## WHAT YOU NEED TO DO
Please put every one of the records below into a numbered list, leaving out any blank lines.

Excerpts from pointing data
○ ○ ○ ○ ○ ○ ○

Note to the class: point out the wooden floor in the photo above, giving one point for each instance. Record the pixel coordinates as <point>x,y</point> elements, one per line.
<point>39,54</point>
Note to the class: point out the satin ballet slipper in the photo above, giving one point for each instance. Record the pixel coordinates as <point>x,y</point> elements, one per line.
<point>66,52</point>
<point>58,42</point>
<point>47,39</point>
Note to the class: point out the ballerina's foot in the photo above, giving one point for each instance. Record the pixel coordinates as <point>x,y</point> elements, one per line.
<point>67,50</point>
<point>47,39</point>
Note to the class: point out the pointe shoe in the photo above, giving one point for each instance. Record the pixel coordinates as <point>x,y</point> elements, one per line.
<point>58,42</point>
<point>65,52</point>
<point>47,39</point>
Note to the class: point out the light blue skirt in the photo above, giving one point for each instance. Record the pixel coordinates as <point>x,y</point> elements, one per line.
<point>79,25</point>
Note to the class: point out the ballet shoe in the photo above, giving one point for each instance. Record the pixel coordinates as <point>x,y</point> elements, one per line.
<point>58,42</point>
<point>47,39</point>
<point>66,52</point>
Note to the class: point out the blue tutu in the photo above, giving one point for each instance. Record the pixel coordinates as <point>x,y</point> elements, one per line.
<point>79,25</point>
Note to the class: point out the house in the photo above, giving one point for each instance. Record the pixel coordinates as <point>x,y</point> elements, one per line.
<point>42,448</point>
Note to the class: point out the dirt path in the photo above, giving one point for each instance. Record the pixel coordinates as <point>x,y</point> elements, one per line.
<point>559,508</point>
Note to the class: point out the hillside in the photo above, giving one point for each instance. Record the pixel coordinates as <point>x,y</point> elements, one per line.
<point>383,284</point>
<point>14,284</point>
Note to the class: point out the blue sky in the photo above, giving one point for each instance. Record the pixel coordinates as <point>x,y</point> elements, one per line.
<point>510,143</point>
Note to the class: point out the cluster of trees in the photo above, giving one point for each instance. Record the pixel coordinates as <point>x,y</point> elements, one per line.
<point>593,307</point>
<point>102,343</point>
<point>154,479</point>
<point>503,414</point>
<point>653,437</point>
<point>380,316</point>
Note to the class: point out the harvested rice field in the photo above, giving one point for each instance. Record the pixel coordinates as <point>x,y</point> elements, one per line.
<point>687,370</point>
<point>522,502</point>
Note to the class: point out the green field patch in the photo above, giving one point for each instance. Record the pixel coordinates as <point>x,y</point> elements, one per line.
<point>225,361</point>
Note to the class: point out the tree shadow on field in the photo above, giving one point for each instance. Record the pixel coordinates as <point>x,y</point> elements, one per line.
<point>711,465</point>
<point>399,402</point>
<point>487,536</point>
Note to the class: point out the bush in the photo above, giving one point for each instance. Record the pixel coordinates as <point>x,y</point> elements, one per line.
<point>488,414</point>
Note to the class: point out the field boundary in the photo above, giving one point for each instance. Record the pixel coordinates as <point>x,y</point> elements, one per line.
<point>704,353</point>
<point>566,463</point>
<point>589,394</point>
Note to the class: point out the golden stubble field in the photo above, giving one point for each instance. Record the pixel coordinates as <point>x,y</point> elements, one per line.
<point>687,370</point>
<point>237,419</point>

○ ○ ○ ○ ○ ○ ○

## OUTPUT OF THE TASK
1. Note to the class: point out the wooden floor in the photo above, giving one point for each instance. Record the pixel coordinates as <point>x,y</point> elements, one per line.
2. <point>39,54</point>
3. Note to the class: point out the satin ballet slipper in the photo above, giving one point for each instance. Record the pixel coordinates as <point>x,y</point> elements, one per line.
4. <point>66,52</point>
5. <point>58,42</point>
6. <point>47,39</point>
7. Note to the class: point out the ballerina's foot in the photo above, giving one point for each instance. Record the pixel coordinates as <point>x,y</point> elements, one per line.
8. <point>67,50</point>
9. <point>47,39</point>
10. Note to the class: point out the pointe shoe in the photo above, giving one point for each instance. Record the pixel coordinates as <point>x,y</point> elements, one per line.
11. <point>58,42</point>
12. <point>65,52</point>
13. <point>47,39</point>
14. Note to the class: point out the light blue skirt in the photo above, giving one point for each instance. Record the pixel coordinates as <point>x,y</point> elements, one per line.
15. <point>79,25</point>
16. Note to the class: point out the ballet shoe in the photo above, giving one point for each instance. Record the pixel coordinates as <point>x,y</point> elements, one per line.
17. <point>58,42</point>
18. <point>47,39</point>
19. <point>66,52</point>
20. Note to the class: point out the blue tutu in the photo above, giving one point for each instance. Record the pixel coordinates as <point>x,y</point> elements, one per line.
21. <point>79,25</point>
22. Note to the class: point out the house in the photo above, giving one point for each instance. Record the pixel coordinates as <point>x,y</point> elements, one per line.
23. <point>42,448</point>
24. Note to the class: point out the dirt path in the photo above, giving one point for each instance. Record the pixel coordinates as <point>x,y</point> elements, one per line.
25. <point>559,508</point>
26. Note to the class: point out the hillside in the photo above, giving one point for each instance. Record the pixel coordinates as <point>x,y</point> elements, one per line.
27. <point>383,284</point>
28. <point>14,284</point>
29. Note to the class: point out the blue sky in the photo above, giving one point for each instance. Record the pixel coordinates as <point>x,y</point> elements, one per line.
30. <point>510,143</point>
31. Note to the class: point out the cluster of trees in the photo above, giving one point for each instance. Record the pixel coordinates as <point>x,y</point> elements, one per line.
32. <point>593,307</point>
33. <point>102,343</point>
34. <point>154,479</point>
35. <point>503,414</point>
36. <point>653,437</point>
37. <point>380,316</point>
38. Note to the class: point out the harvested rice field in the photo above, giving one point for each instance. Record the pixel coordinates as <point>x,y</point> elements, one per line.
39. <point>687,370</point>
40. <point>522,502</point>
41. Note to the class: point out the green field patch in the photo above, giving one point for each instance. Record the pixel coordinates as <point>x,y</point> elements, one per line.
42. <point>225,361</point>
43. Note to the class: point out the tree shadow on field in the photo above, giving one point for each instance. Record the pixel coordinates as <point>x,y</point> elements, one per line.
44. <point>711,465</point>
45. <point>399,402</point>
46. <point>487,536</point>
47. Note to the class: point out the bush in the photo above, giving one point for each instance. Record the pixel coordinates as <point>x,y</point> elements, one per line.
48. <point>488,414</point>
49. Note to the class: point out the field boundary in the photo above, giving one point for each instance. Record the pixel coordinates as <point>x,y</point> elements, one per line.
50. <point>704,353</point>
51. <point>566,463</point>
52. <point>589,394</point>
53. Note to the class: point out the golden stubble field in the photo above, giving one point for each instance. Record the pixel coordinates as <point>x,y</point> elements, one per line.
54. <point>687,370</point>
55. <point>237,419</point>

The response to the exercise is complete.